#### [ФРАГМЕНТ ДОКУМЕНТА]

Если вы думаете, что роскошь лечит одиночество — вы просто никогда не жили в московской квартире при Союзе писателей.
Хрустальные люстры, паркет, в который можно было смотреться, как в зеркало, и библиотека в несколько стен — это всё принадлежало Татьяне Окуневской. Ну да, жене самого Бориса Горбатова — писателя, приближённого к верхушке, любимца вождя и, как бы это сказать помягче, человека, который поначалу больше умел обещать, чем обеспечивать.
Но давайте не торопиться. В тридцать седьмом году — в самом пекле большого террора — Горбатов предложил Татьяне руку, сердце и… скромную мечту: «Я стану писателем, достану комнату, буду зарабатывать…» Признание звучало трогательно и отчаянно одновременно, особенно когда он добавил с убийственной честностью: «Я знаю, что вы меня не любите».
Эта фраза вообще может быть эпитафией для многих браков того времени: «Я знаю, что ты меня не любишь — но у нас нет другого выхода».
И ведь он был прав — выхода действительно не было. В 37-м любовь вообще стоила меньше, чем донос, а доносы писали даже на тех, кто вчера в твоей же постели шептал что-то про вечность. Окуневская боялась — за себя, за дочь, за свою жизнь. Горбатов обещал быть рядом «в любой ссылке», «в любой тюрьме». В общем, они играли в семью по правилам выживания. Тогда все играли.
Но только любовь — штука странная. Её можно симулировать для соседей и товарищей по писательскому цеху, можно аккуратно разыгрывать сценки семейного счастья на даче в Серебряном бору — но себе-то не наврёшь. Татьяна была с ним без любви и уже тогда понимала, что будет ненавидеть его за эту нелюбовь вдвойне.

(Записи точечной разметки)
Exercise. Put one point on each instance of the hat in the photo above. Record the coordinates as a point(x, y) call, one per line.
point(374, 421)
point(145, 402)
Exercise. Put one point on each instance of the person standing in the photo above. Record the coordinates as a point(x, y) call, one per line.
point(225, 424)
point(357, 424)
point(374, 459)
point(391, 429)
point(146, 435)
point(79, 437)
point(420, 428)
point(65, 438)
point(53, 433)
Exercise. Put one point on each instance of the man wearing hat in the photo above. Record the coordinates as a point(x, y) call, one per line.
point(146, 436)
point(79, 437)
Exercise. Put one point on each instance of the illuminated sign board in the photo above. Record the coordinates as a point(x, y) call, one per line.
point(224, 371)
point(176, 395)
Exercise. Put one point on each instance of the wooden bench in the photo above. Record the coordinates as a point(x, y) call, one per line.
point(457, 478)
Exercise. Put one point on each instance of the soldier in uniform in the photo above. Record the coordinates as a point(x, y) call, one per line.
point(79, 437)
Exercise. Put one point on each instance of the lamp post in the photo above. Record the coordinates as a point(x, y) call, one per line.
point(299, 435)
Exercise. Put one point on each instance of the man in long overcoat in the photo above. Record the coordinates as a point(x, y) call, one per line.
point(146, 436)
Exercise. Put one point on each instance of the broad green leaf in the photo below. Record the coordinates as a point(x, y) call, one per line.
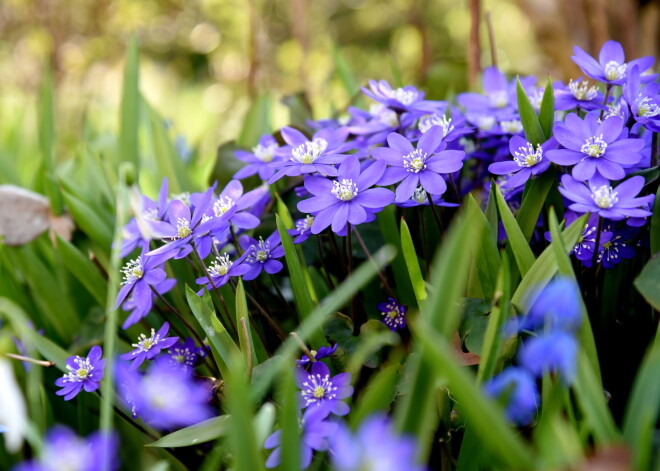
point(648, 282)
point(130, 107)
point(247, 452)
point(591, 398)
point(532, 203)
point(412, 263)
point(516, 239)
point(643, 409)
point(528, 118)
point(545, 266)
point(488, 257)
point(88, 220)
point(547, 110)
point(390, 232)
point(83, 269)
point(482, 413)
point(339, 297)
point(416, 413)
point(223, 346)
point(256, 123)
point(201, 432)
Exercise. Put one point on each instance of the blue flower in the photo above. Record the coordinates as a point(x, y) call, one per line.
point(84, 373)
point(375, 447)
point(319, 390)
point(518, 388)
point(555, 352)
point(64, 450)
point(148, 348)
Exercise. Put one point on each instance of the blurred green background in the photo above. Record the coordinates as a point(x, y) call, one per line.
point(203, 61)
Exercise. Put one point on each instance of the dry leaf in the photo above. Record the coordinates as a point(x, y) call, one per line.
point(24, 215)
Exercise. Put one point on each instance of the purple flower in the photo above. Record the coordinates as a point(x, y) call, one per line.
point(593, 146)
point(526, 162)
point(184, 355)
point(420, 166)
point(260, 255)
point(611, 66)
point(140, 275)
point(319, 390)
point(401, 99)
point(141, 309)
point(303, 229)
point(221, 269)
point(556, 306)
point(166, 397)
point(375, 446)
point(394, 314)
point(347, 200)
point(610, 203)
point(519, 389)
point(304, 156)
point(578, 93)
point(147, 348)
point(322, 352)
point(64, 450)
point(555, 353)
point(259, 159)
point(315, 434)
point(84, 373)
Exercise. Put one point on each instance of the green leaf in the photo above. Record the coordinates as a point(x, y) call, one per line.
point(516, 239)
point(256, 123)
point(223, 347)
point(83, 269)
point(648, 282)
point(201, 432)
point(655, 225)
point(130, 107)
point(88, 220)
point(547, 111)
point(416, 413)
point(643, 409)
point(545, 266)
point(343, 70)
point(412, 263)
point(532, 203)
point(481, 412)
point(528, 118)
point(591, 398)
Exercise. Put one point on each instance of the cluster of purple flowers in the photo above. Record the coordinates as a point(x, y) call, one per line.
point(552, 320)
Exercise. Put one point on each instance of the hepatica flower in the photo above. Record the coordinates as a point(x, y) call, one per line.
point(316, 155)
point(148, 348)
point(315, 434)
point(259, 160)
point(83, 373)
point(374, 447)
point(321, 390)
point(527, 161)
point(394, 314)
point(610, 203)
point(261, 255)
point(595, 147)
point(518, 389)
point(417, 166)
point(166, 397)
point(611, 66)
point(347, 200)
point(65, 451)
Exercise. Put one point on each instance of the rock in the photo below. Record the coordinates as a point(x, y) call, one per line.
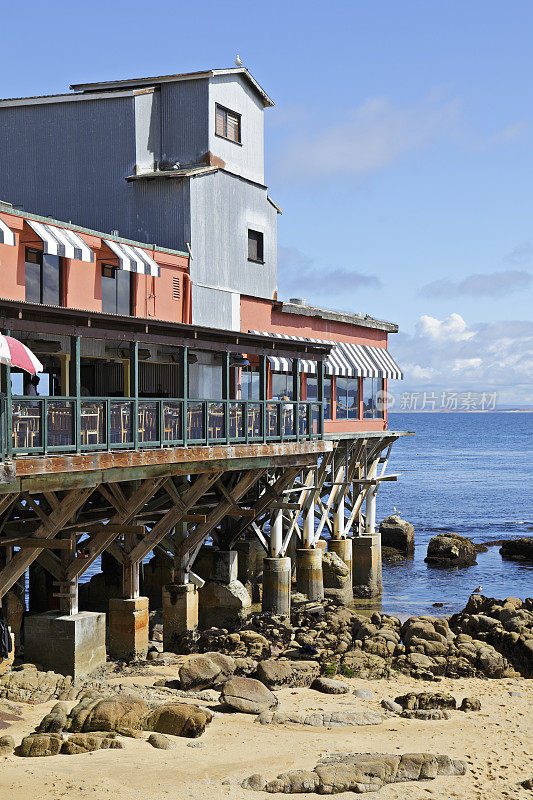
point(358, 664)
point(161, 742)
point(248, 695)
point(364, 694)
point(397, 534)
point(87, 742)
point(178, 719)
point(122, 714)
point(223, 604)
point(275, 673)
point(518, 549)
point(319, 719)
point(451, 549)
point(207, 671)
point(40, 744)
point(330, 686)
point(56, 720)
point(426, 714)
point(7, 745)
point(470, 704)
point(390, 705)
point(426, 700)
point(30, 685)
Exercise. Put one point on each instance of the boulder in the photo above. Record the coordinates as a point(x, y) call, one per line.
point(87, 742)
point(40, 744)
point(283, 672)
point(161, 742)
point(223, 604)
point(248, 695)
point(7, 745)
point(518, 549)
point(451, 549)
point(206, 671)
point(178, 719)
point(330, 686)
point(397, 534)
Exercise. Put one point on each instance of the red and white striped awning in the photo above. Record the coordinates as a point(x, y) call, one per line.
point(15, 354)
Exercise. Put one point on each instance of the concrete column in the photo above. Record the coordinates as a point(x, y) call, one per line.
point(343, 548)
point(276, 533)
point(309, 525)
point(180, 612)
point(128, 628)
point(367, 580)
point(277, 586)
point(309, 578)
point(339, 521)
point(72, 644)
point(370, 527)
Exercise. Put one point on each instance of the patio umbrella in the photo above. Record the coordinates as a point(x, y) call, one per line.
point(15, 354)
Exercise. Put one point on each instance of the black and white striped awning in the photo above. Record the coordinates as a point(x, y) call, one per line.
point(134, 259)
point(6, 234)
point(61, 241)
point(345, 359)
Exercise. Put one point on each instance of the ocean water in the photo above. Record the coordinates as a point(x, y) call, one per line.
point(468, 473)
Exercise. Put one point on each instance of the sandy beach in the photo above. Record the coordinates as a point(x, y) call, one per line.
point(496, 743)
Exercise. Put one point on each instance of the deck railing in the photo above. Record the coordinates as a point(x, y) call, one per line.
point(43, 425)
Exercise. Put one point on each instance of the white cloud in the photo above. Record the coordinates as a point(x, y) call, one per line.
point(451, 355)
point(452, 329)
point(372, 136)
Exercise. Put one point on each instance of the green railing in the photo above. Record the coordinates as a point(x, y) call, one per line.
point(44, 425)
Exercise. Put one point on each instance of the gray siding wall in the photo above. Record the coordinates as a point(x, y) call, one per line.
point(69, 160)
point(246, 159)
point(184, 121)
point(223, 207)
point(147, 130)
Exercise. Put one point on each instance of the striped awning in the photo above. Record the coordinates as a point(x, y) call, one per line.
point(134, 259)
point(6, 234)
point(61, 241)
point(345, 359)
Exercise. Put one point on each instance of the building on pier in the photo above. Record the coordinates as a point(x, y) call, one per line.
point(181, 402)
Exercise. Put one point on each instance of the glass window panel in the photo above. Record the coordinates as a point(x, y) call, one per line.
point(353, 398)
point(50, 280)
point(123, 281)
point(328, 383)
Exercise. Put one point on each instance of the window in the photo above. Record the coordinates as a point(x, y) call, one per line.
point(249, 383)
point(372, 398)
point(228, 124)
point(328, 383)
point(347, 398)
point(255, 246)
point(282, 386)
point(43, 278)
point(116, 290)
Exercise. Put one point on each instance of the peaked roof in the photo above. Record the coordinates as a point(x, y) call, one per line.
point(185, 76)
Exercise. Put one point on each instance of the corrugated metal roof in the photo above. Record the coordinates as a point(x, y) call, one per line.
point(104, 86)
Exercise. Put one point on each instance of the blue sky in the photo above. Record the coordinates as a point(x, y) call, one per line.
point(400, 149)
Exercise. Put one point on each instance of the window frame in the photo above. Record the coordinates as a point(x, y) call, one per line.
point(105, 265)
point(40, 262)
point(261, 248)
point(226, 111)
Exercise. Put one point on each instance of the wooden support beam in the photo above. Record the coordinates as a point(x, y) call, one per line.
point(172, 517)
point(68, 506)
point(133, 505)
point(217, 514)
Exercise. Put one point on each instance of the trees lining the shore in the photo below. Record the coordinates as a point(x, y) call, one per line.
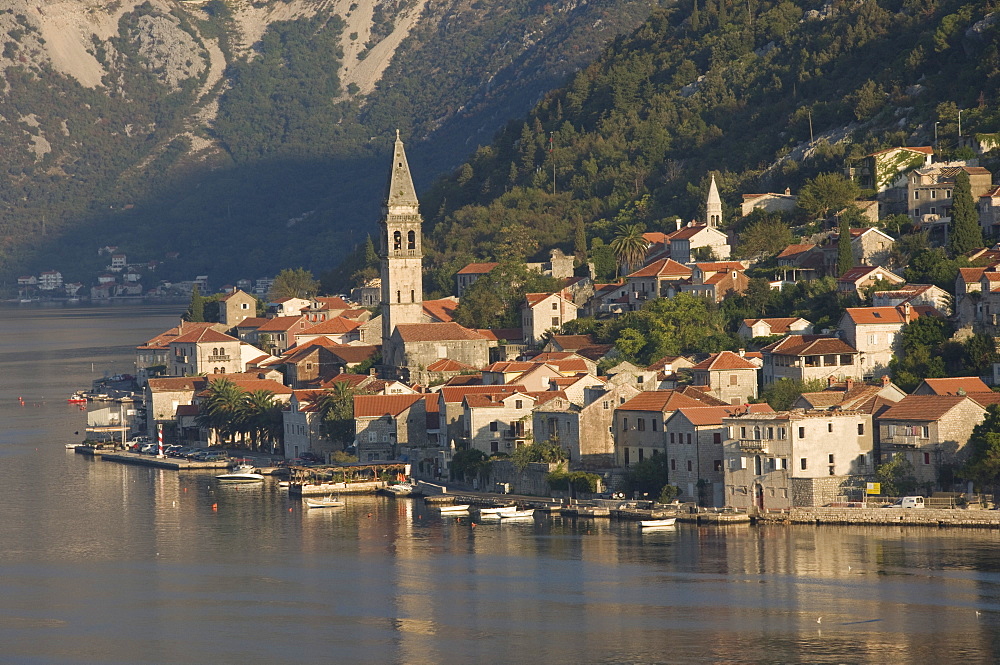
point(238, 417)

#### [ЧТО НУЖНО СДЕЛАТЬ]
1. Ответьте по отрывку на вопросы:
(а) В каком году Горбатов сделал Татьяне предложение?
(б) За кого и за что боялась Окуневская?
(в) Где, согласно отрывку, можно было разыгрывать сценки семейного счастья?
2. Перепишите из отрывка дословно часть, которая начинается со слов «Хрустальные люстры, паркет, в» и заканчивается словами «обещать, чем обеспечивать.».

#### [ОТВЕТЫ К УПРАЖНЕНИЮ]
1.
(а) В тридцать седьмом году.
(б) За себя, за дочь, за свою жизнь.
(в) На даче в Серебряном бору.

2.
Хрустальные люстры, паркет, в который можно было смотреться, как в зеркало, и библиотека в несколько стен — это всё принадлежало Татьяне Окуневской. Ну да, жене самого Бориса Горбатова — писателя, приближённого к верхушке, любимца вождя и, как бы это сказать помягче, человека, который поначалу больше умел обещать, чем обеспечивать.